Task requirements:
Among the lines below, restate word for word only those from the line with "369L670 375H694L693 353L671" through the line with "box: [355, 255, 403, 304]", with both end lines kept.

The records: Begin

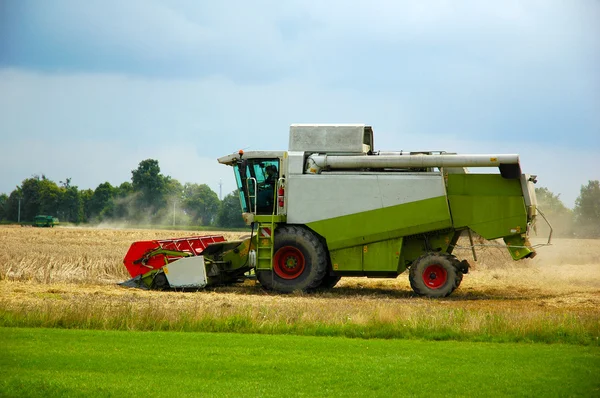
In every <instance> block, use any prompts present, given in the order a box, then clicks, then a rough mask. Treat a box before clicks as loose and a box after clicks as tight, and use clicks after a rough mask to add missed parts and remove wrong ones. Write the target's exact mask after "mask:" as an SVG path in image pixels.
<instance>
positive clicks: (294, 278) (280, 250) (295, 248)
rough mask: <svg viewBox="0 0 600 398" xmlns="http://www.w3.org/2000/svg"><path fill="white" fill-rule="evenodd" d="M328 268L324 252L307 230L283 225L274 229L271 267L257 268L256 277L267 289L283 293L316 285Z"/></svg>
mask: <svg viewBox="0 0 600 398" xmlns="http://www.w3.org/2000/svg"><path fill="white" fill-rule="evenodd" d="M326 271H327V253H326V252H325V248H324V247H323V244H322V243H321V241H320V240H319V239H318V238H317V236H315V234H313V233H312V232H311V231H310V230H308V229H306V228H303V227H299V226H295V225H285V226H282V227H279V228H277V229H276V230H275V246H274V248H273V270H272V271H258V270H257V271H256V278H257V279H258V281H259V282H260V284H261V285H262V286H263V288H265V289H267V290H275V291H277V292H282V293H291V292H293V291H297V290H299V291H303V292H307V291H311V290H314V289H316V288H318V287H319V286H320V285H321V283H322V281H323V278H325V274H326Z"/></svg>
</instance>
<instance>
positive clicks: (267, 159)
mask: <svg viewBox="0 0 600 398" xmlns="http://www.w3.org/2000/svg"><path fill="white" fill-rule="evenodd" d="M218 161H219V162H220V163H222V164H225V165H228V166H231V167H232V168H233V171H234V175H235V179H236V181H237V186H238V190H239V194H240V202H241V207H242V211H243V217H244V220H245V221H246V223H247V224H248V225H252V234H251V236H250V237H249V238H248V239H245V240H243V241H237V242H224V239H223V238H222V237H216V239H217V240H219V241H218V242H217V241H215V242H212V243H209V244H207V245H205V247H203V248H201V249H194V248H193V247H192V246H189V247H188V246H185V245H183V246H181V245H180V246H177V245H176V244H175V243H174V242H176V241H181V240H182V239H188V240H192V241H193V240H194V239H198V238H200V237H191V238H179V239H171V240H166V241H163V243H162V244H161V243H158V241H151V242H153V243H148V244H147V247H146V246H144V247H143V248H141V249H140V248H138V249H137V250H134V251H133V252H131V250H130V253H128V256H127V257H126V260H125V265H126V266H127V267H128V269H129V270H130V273H131V275H132V276H133V277H134V279H132V280H131V281H129V282H128V285H135V286H141V287H147V288H152V287H154V288H190V287H191V288H201V287H204V286H207V285H211V284H218V283H232V282H235V281H239V280H240V279H241V278H244V276H245V275H246V274H247V273H248V271H250V270H253V272H254V273H255V275H256V277H257V279H258V281H259V282H260V284H261V285H262V286H263V287H264V288H265V289H267V290H274V291H277V292H284V293H287V292H292V291H296V290H299V291H313V290H317V289H329V288H332V287H333V286H335V285H336V283H337V282H338V281H339V280H340V278H341V277H344V276H353V277H357V276H366V277H371V278H396V277H397V276H398V275H400V274H401V273H403V272H405V271H407V270H408V271H409V279H410V284H411V286H412V288H413V290H414V291H415V293H417V294H418V295H421V296H427V297H445V296H448V295H449V294H451V293H452V292H453V291H454V290H455V289H456V288H458V286H459V285H460V283H461V281H462V278H463V275H464V274H466V273H468V271H469V264H468V263H467V261H465V260H462V261H459V260H458V259H457V258H456V257H455V256H454V255H453V254H452V253H453V250H454V248H455V247H456V245H457V242H458V239H459V238H460V237H461V236H463V235H465V236H468V237H469V238H470V239H471V247H472V248H473V247H474V246H473V244H472V232H474V233H476V234H477V235H479V236H481V237H483V238H485V239H487V240H495V239H502V240H503V241H504V242H505V244H506V247H507V250H508V251H509V253H510V255H511V256H512V258H513V259H514V260H521V259H524V258H531V257H533V256H535V254H536V252H535V248H534V247H533V246H532V245H531V244H530V242H529V239H528V236H529V233H530V232H531V230H532V228H533V227H534V225H535V222H536V217H537V215H538V212H539V209H537V204H536V197H535V190H534V186H533V184H534V183H535V182H536V177H535V176H531V175H528V174H523V173H522V172H521V167H520V164H519V156H518V155H500V154H489V155H458V154H451V153H445V152H428V151H419V152H404V151H399V152H383V151H376V150H375V147H374V145H373V130H372V128H371V127H370V126H366V125H292V126H291V128H290V136H289V148H288V150H287V151H252V152H243V151H240V152H239V153H235V154H232V155H228V156H224V157H222V158H219V159H218ZM473 167H487V168H490V167H493V168H497V169H498V170H499V172H496V173H493V174H479V173H478V174H472V173H469V171H468V169H467V168H473ZM540 214H541V215H542V216H543V214H542V213H541V212H540ZM212 238H215V237H212ZM137 243H138V244H139V242H137ZM548 243H550V238H549V239H548ZM134 245H135V244H134ZM184 246H185V247H184ZM196 246H198V245H196ZM133 247H134V246H133V245H132V248H133ZM473 254H474V255H475V252H474V251H473ZM192 263H193V265H192ZM135 267H138V268H135ZM134 268H135V270H134V272H132V270H133V269H134ZM184 268H185V270H184ZM180 269H181V270H180ZM175 279H177V282H175ZM157 280H158V282H157ZM192 280H193V281H192Z"/></svg>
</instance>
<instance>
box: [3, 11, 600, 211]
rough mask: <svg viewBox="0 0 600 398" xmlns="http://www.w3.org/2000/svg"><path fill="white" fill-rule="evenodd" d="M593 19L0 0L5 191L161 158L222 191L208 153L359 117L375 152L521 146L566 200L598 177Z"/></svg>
mask: <svg viewBox="0 0 600 398" xmlns="http://www.w3.org/2000/svg"><path fill="white" fill-rule="evenodd" d="M599 21H600V1H597V0H587V1H586V0H581V1H551V0H550V1H534V0H529V1H510V0H508V1H502V2H481V1H475V0H473V1H441V0H438V1H435V0H431V1H418V2H415V1H381V0H370V1H337V0H333V1H322V0H321V1H317V0H315V1H310V0H308V1H255V2H246V1H221V2H209V1H192V0H174V1H157V0H147V1H136V0H129V1H112V0H105V1H95V0H90V1H76V0H73V1H69V0H62V1H61V0H55V1H52V2H49V1H42V0H38V1H28V0H0V142H1V143H2V144H1V145H2V148H3V149H4V150H3V151H2V152H3V153H2V156H1V157H0V192H4V193H9V192H10V191H12V190H13V189H14V188H15V186H16V185H19V184H20V183H21V181H22V180H23V179H25V178H28V177H30V176H31V175H33V174H42V173H43V174H45V175H46V176H47V177H49V178H51V179H53V180H55V181H59V180H64V178H66V177H71V178H72V183H73V184H75V185H77V186H79V188H82V189H83V188H95V187H96V186H97V185H98V184H100V183H102V182H104V181H109V182H110V183H112V184H117V185H118V184H120V183H121V182H123V181H128V180H130V177H131V170H133V169H135V168H136V167H137V165H138V163H139V162H140V161H141V160H144V159H147V158H154V159H158V160H159V163H160V166H161V169H162V172H163V173H164V174H167V175H170V176H172V177H174V178H176V179H178V180H179V181H181V182H182V183H183V182H194V183H205V184H208V185H209V186H211V187H212V188H213V189H214V190H215V191H216V192H218V190H219V185H218V184H219V180H222V182H223V193H224V194H225V193H227V192H229V191H231V190H233V189H234V179H233V175H232V172H231V169H229V168H228V167H226V166H221V165H219V164H218V163H217V162H216V158H217V157H219V156H223V155H225V154H228V153H231V152H234V151H237V150H238V149H240V148H247V149H253V150H260V149H286V148H287V143H288V129H289V125H290V124H292V123H366V124H370V125H372V126H373V128H374V131H375V146H376V149H382V150H401V149H402V150H425V149H430V150H447V151H454V152H459V153H519V154H520V155H521V163H522V165H523V170H524V171H525V172H528V173H532V174H537V175H538V176H539V177H538V180H539V182H538V184H539V185H540V186H546V187H548V188H549V189H550V190H552V191H553V192H555V193H560V195H561V198H562V199H563V200H564V202H565V204H566V205H568V206H573V204H574V201H575V198H576V197H577V196H578V194H579V189H580V187H581V185H582V184H585V183H587V181H588V180H590V179H600V171H599V170H600V160H598V150H599V149H600V73H599V71H600V22H599Z"/></svg>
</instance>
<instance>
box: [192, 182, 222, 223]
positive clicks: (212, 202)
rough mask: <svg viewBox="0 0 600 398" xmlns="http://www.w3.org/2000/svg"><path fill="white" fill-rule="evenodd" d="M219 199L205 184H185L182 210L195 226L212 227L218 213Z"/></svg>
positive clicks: (218, 197)
mask: <svg viewBox="0 0 600 398" xmlns="http://www.w3.org/2000/svg"><path fill="white" fill-rule="evenodd" d="M219 205H220V203H219V197H218V196H217V194H216V193H215V192H214V191H213V190H212V189H210V187H209V186H208V185H206V184H201V185H199V184H190V183H187V184H185V185H184V188H183V210H184V211H185V213H186V214H187V215H188V216H189V217H190V219H191V222H192V223H193V224H195V225H212V224H214V223H215V221H216V219H217V215H218V212H219Z"/></svg>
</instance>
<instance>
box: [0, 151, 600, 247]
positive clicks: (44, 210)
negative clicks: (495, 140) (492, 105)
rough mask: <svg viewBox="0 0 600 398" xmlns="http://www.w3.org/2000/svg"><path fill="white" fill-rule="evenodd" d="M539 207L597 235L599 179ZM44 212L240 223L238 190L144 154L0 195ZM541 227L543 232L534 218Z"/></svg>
mask: <svg viewBox="0 0 600 398" xmlns="http://www.w3.org/2000/svg"><path fill="white" fill-rule="evenodd" d="M535 192H536V196H537V200H538V205H539V208H540V209H541V210H542V211H543V212H544V214H545V215H546V217H547V218H548V219H549V221H550V222H551V223H552V225H553V227H554V228H555V236H563V237H575V236H576V237H594V238H598V237H600V183H599V181H598V180H594V181H588V183H587V185H583V186H582V187H581V191H580V194H579V197H578V198H577V200H576V201H575V207H574V208H573V209H569V208H568V207H566V206H565V205H564V203H563V202H562V201H561V199H560V194H558V195H556V194H554V193H553V192H551V191H550V190H548V189H547V188H544V187H541V188H536V189H535ZM39 214H45V215H51V216H55V217H58V218H59V219H60V220H61V221H67V222H71V223H76V224H78V223H98V222H104V221H109V222H123V223H130V224H163V225H165V224H167V225H168V224H172V223H173V224H177V225H190V226H191V225H194V226H196V225H197V226H218V227H243V226H244V222H243V220H242V217H241V207H240V202H239V198H238V193H237V191H234V192H232V193H230V194H229V195H227V196H225V198H223V200H219V197H218V196H217V194H216V193H215V192H214V191H213V190H212V189H210V187H209V186H208V185H206V184H191V183H185V184H181V183H180V182H179V181H177V180H176V179H174V178H171V177H170V176H165V175H163V174H161V172H160V166H159V164H158V161H157V160H154V159H146V160H143V161H141V162H140V163H139V165H138V167H137V169H135V170H132V171H131V181H126V182H123V183H122V184H121V185H119V186H112V185H111V184H110V183H108V182H104V183H102V184H100V185H98V187H96V189H85V190H80V189H78V187H77V186H74V185H71V179H70V178H66V179H65V180H64V181H59V183H58V184H57V183H55V182H54V181H52V180H49V179H48V178H46V177H45V176H44V175H41V176H33V177H31V178H27V179H25V180H24V181H23V182H22V184H21V185H20V186H18V187H17V188H16V189H15V190H14V191H12V192H11V193H10V195H6V194H1V195H0V220H2V221H10V222H16V221H18V220H19V215H20V220H21V221H25V222H27V221H32V220H33V218H34V217H35V216H36V215H39ZM538 225H539V229H540V230H541V231H539V232H541V233H545V232H547V228H546V227H545V226H544V223H543V221H542V220H540V219H538Z"/></svg>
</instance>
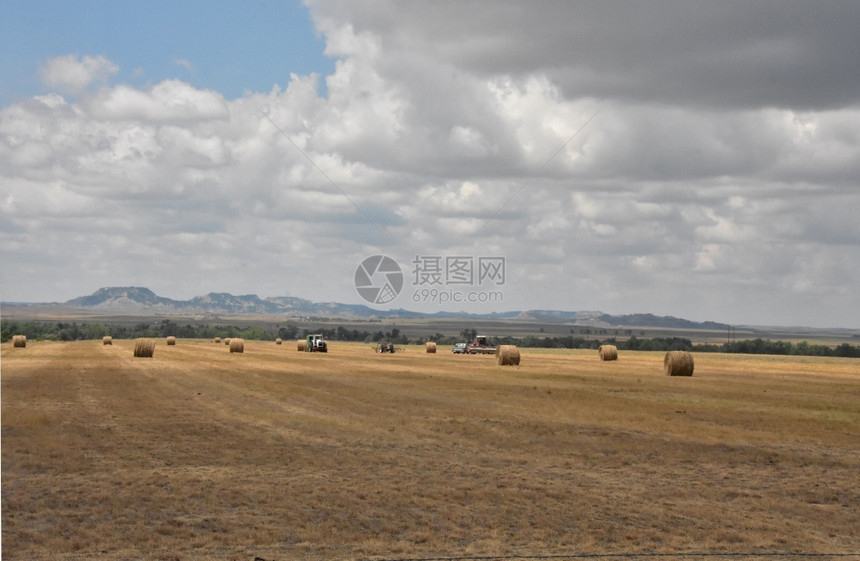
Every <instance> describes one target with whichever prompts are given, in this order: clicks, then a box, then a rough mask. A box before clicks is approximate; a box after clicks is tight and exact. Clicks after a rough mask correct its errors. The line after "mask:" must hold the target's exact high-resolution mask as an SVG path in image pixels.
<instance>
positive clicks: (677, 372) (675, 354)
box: [663, 351, 693, 376]
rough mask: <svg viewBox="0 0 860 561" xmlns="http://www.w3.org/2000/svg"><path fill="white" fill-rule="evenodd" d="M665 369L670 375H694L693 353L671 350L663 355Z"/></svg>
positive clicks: (672, 375) (666, 373)
mask: <svg viewBox="0 0 860 561" xmlns="http://www.w3.org/2000/svg"><path fill="white" fill-rule="evenodd" d="M663 369H664V370H665V371H666V374H667V375H669V376H692V375H693V355H691V354H690V353H688V352H687V351H669V352H668V353H666V356H665V357H663Z"/></svg>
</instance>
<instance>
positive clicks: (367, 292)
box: [355, 255, 403, 304]
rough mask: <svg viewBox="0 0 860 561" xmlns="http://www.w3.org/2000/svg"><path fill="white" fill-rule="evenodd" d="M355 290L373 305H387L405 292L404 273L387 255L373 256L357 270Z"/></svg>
mask: <svg viewBox="0 0 860 561" xmlns="http://www.w3.org/2000/svg"><path fill="white" fill-rule="evenodd" d="M355 290H356V291H357V292H358V295H359V296H361V297H362V298H364V299H365V300H367V301H368V302H370V303H371V304H387V303H389V302H391V301H392V300H394V299H395V298H397V295H398V294H400V291H401V290H403V271H402V270H401V269H400V265H398V264H397V261H395V260H394V259H392V258H391V257H388V256H386V255H371V256H370V257H368V258H367V259H365V260H364V261H362V262H361V263H359V265H358V268H357V269H356V270H355Z"/></svg>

The records: End

Answer area:
rough mask: <svg viewBox="0 0 860 561" xmlns="http://www.w3.org/2000/svg"><path fill="white" fill-rule="evenodd" d="M665 369L670 375H694L693 353L671 350L663 355Z"/></svg>
positive clicks: (672, 375) (666, 373)
mask: <svg viewBox="0 0 860 561" xmlns="http://www.w3.org/2000/svg"><path fill="white" fill-rule="evenodd" d="M663 369H664V370H665V371H666V374H667V375H669V376H692V375H693V355H691V354H690V353H688V352H687V351H669V352H668V353H666V356H665V357H663Z"/></svg>
</instance>
<instance>
positive clicks: (367, 292)
box: [355, 255, 403, 304]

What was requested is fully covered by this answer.